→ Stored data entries
[Start of section]
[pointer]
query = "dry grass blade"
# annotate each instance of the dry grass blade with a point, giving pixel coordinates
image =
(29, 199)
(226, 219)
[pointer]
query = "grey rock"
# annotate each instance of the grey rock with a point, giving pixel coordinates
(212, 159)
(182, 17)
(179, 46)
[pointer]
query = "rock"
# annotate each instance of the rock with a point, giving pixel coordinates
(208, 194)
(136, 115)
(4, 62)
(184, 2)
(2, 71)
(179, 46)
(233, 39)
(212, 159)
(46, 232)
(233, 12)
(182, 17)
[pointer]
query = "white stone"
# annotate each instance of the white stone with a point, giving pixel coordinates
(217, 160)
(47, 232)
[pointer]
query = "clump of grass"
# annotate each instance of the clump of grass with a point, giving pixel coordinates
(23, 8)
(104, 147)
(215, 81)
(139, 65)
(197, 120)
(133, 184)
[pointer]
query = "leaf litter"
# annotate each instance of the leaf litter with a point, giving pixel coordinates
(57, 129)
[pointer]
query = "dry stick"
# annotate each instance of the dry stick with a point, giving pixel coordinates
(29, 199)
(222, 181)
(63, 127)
[End of section]
[Start of section]
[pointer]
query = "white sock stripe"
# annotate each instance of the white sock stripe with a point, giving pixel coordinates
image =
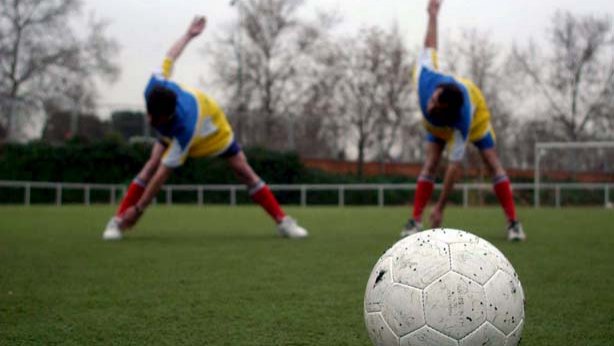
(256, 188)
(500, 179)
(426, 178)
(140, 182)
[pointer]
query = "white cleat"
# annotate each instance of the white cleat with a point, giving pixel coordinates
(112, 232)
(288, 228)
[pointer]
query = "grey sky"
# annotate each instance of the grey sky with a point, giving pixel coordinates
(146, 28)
[End of section]
[Start of section]
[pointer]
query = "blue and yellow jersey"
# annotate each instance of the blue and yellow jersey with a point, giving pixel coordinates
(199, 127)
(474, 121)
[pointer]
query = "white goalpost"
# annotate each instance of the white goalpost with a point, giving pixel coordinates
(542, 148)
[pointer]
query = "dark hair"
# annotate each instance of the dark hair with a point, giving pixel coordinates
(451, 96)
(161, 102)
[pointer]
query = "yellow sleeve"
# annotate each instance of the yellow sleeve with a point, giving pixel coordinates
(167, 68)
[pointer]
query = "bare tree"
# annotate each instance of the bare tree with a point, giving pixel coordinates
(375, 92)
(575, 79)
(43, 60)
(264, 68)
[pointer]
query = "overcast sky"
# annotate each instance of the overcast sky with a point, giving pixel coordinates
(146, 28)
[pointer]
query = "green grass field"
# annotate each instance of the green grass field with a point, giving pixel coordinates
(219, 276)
[End of section]
Search the entries above for lines containing the word "sock", and copy each one.

→ Exercise answer
query = "white sock stripe"
# annotate each instance of the white sock stripe with a point, giving pixel coordinates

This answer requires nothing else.